The light at Sprinkle and Gull had been green for a long time. Although it was eleven on a Friday night, and I knew the cops would be out, and even though I was already going about five miles over the speed limit, I punched the accelerator because I was tired and just wanted to get home.
It had been a good night. I’d left rehearsal for Frozen Jr., the show I’m directing, unusually early; I tend to stay around until the last staff members are on the way out the door. Friday night, though, Rollerworld was having its soft re-opening after closing for months to install a new floor, and I put my foot down that I was going to leave rehearsal as soon as it was over so I could get there in time for 18+ Retro Skate.
At retro skate, by the way, they play stuff like Ludacris and Destiny’s Child, and I almost always leave feeling older than when I arrived. Which, technically, is accurate, anyway.
My friend Delma, one of the costumers from the show, met me at the rink later; she’d stayed behind to deal with some frustrations behind the scenes. We skated those frustrations out and practiced going backward in the beginner’s section of the floor. At one point in the night, a fast skater maneuvered around me a little too close for comfort, and I said, “I almost got in a collision!”
I’d known when I went out that I had an early morning the next day. Saturday was a scheduled “dry tech,” a day when all the set pieces needed to be placed and spiked, drops needed to be moved, and crew assignments needed to be worked out. It’s a long day, followed by the longer “tech Sunday,” and my stage manager, Delaney, had insisted on a hard nine a.m. start time.
But I’d really wanted to go roller skating.

Input for this task:
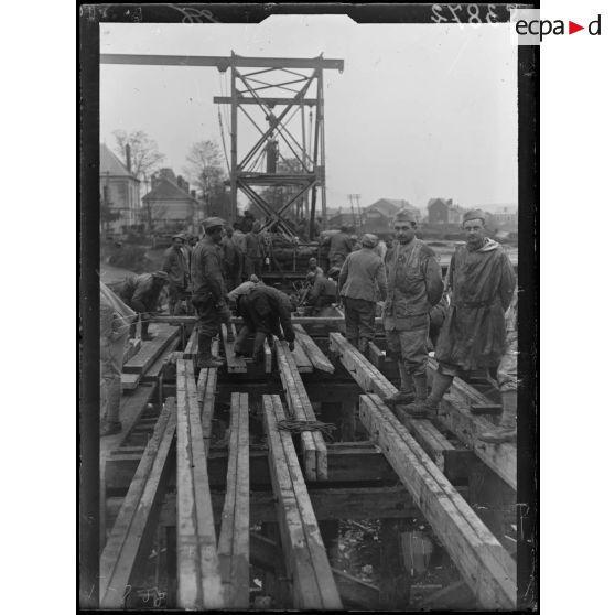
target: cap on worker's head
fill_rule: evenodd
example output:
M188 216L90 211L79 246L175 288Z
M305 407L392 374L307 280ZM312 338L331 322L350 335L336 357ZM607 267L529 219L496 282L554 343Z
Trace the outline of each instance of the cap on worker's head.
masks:
M208 230L209 228L214 228L216 226L224 226L226 223L222 218L205 218L203 220L203 228Z
M409 209L401 209L395 216L395 222L409 222L417 224L417 216Z
M467 220L483 220L483 224L485 224L485 212L483 209L470 209L463 215L463 222Z
M364 248L375 248L378 245L378 237L371 235L371 233L366 233L360 239L360 245Z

Objective 1:
Answer these questions about the roller skating excerpt:
(a) What show is the narrator directing?
(b) Why had Rollerworld been closed for months?
(c) What start time did the stage manager insist on for dry tech?
Objective 2: Rewrite the listing with "cap" changed to "helmet" and everything else unchanged. Leave out the picture.

Written response 1:
(a) Frozen Jr.
(b) To install a new floor.
(c) A hard nine a.m. start.

Written response 2:
target: helmet on worker's head
fill_rule: evenodd
example output:
M188 216L90 211L79 246L175 288Z
M305 407L392 374L307 280ZM312 338L331 322L350 335L336 357ZM607 267L529 219L496 282L554 343Z
Trace the outline of each instance of the helmet on worker's head.
masks:
M208 230L209 228L214 228L216 226L224 226L226 223L222 218L205 218L203 220L203 228Z
M409 209L401 209L395 216L395 222L409 222L417 224L417 216Z
M467 220L483 220L483 224L485 224L485 212L483 209L470 209L463 215L463 222Z
M364 248L375 248L378 245L378 237L371 235L371 233L366 233L360 239L360 245Z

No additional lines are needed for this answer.